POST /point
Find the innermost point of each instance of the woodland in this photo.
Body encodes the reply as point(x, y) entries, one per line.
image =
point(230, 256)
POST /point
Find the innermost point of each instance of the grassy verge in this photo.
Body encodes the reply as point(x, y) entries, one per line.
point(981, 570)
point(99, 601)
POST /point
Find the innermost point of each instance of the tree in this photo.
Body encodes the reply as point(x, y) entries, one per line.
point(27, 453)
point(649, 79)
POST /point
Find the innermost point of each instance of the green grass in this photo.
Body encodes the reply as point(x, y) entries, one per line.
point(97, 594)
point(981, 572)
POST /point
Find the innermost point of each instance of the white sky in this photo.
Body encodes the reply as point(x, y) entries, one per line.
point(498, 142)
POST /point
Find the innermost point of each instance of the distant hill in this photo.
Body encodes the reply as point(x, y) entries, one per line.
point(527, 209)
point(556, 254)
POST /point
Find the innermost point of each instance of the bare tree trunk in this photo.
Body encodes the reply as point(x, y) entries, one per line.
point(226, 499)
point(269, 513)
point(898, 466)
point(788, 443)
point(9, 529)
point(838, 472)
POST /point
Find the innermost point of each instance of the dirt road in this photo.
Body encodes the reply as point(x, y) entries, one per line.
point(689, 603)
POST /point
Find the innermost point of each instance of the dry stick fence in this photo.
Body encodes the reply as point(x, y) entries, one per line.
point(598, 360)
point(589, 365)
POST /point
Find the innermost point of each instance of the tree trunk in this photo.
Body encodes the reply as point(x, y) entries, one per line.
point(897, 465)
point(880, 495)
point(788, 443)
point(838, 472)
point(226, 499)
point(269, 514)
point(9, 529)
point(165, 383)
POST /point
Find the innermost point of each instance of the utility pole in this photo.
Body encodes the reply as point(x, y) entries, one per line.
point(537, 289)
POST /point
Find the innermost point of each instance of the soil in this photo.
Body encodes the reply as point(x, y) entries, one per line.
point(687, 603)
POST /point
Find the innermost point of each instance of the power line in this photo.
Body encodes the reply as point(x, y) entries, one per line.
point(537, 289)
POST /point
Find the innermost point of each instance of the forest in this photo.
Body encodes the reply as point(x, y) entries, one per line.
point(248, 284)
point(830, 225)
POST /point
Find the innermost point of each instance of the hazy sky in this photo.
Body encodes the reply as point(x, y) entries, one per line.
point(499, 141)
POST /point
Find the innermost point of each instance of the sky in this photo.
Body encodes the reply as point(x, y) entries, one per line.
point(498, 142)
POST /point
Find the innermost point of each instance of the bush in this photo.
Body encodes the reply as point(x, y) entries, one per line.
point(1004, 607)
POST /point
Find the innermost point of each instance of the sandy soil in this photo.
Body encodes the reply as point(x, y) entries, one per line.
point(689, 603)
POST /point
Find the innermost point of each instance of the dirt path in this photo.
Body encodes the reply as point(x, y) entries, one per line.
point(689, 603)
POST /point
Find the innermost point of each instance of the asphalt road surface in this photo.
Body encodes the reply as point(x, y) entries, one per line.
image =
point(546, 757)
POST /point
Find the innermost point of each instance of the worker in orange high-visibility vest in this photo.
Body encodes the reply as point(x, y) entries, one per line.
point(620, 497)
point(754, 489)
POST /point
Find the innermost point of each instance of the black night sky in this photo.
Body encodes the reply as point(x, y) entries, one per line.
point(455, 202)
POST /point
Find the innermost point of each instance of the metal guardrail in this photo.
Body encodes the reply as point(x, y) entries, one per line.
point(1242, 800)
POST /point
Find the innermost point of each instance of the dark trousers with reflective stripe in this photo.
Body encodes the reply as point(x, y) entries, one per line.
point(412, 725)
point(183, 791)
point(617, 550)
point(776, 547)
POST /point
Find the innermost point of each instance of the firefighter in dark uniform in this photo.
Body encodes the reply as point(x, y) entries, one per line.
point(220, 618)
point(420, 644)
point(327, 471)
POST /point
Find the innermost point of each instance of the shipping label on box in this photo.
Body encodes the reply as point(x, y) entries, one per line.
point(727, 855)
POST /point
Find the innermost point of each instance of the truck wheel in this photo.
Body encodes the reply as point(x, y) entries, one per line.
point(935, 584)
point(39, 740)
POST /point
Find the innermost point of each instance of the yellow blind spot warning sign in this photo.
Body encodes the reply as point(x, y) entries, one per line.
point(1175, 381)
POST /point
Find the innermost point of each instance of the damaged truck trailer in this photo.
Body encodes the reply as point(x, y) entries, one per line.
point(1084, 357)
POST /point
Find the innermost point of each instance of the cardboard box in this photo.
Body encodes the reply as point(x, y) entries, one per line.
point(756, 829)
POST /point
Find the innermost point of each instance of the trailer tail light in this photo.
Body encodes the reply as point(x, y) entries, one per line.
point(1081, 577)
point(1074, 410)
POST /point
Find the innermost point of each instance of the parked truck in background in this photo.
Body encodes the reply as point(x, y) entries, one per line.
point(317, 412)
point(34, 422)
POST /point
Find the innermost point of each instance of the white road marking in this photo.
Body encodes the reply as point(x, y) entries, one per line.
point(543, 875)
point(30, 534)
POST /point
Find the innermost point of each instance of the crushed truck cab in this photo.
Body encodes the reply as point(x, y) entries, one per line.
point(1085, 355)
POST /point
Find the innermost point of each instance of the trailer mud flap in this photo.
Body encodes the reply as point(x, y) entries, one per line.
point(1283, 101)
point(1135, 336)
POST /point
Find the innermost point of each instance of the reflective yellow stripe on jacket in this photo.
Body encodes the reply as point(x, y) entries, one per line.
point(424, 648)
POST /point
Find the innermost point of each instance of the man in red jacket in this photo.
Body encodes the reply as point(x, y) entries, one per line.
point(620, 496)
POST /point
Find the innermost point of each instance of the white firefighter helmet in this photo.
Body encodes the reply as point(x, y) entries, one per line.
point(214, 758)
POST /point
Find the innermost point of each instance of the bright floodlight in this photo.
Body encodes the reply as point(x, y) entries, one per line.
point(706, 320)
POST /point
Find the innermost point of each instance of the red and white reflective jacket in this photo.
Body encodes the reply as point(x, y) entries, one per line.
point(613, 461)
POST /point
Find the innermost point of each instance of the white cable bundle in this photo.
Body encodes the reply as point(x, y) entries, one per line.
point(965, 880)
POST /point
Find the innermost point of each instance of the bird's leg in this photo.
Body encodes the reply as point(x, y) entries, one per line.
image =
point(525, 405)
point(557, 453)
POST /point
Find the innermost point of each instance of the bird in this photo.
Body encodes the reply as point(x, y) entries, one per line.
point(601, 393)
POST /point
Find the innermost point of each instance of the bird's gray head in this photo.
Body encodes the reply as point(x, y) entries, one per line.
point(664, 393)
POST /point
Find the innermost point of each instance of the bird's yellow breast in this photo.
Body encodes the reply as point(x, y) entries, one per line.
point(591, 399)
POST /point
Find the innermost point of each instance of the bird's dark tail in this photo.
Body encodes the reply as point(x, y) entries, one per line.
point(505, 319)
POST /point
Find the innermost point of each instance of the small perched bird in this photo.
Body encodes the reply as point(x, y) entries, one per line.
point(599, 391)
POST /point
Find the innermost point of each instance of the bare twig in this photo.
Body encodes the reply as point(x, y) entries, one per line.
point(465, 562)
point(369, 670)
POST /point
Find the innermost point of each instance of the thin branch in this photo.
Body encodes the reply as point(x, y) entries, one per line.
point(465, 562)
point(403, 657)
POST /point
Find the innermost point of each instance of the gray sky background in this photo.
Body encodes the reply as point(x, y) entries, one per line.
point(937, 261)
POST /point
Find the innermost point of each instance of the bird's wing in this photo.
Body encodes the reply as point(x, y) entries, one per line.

Set task: Which lines of the items above contain the word "jacket"? Report each of those lines in full.

Response below:
Find the innermost point of each instance of the reflective yellow stripe on jacket in this photo.
Find the innermost point of each instance of the man in red jacket in this photo.
Find the innermost point of each instance of the red and white reflective jacket in this photo.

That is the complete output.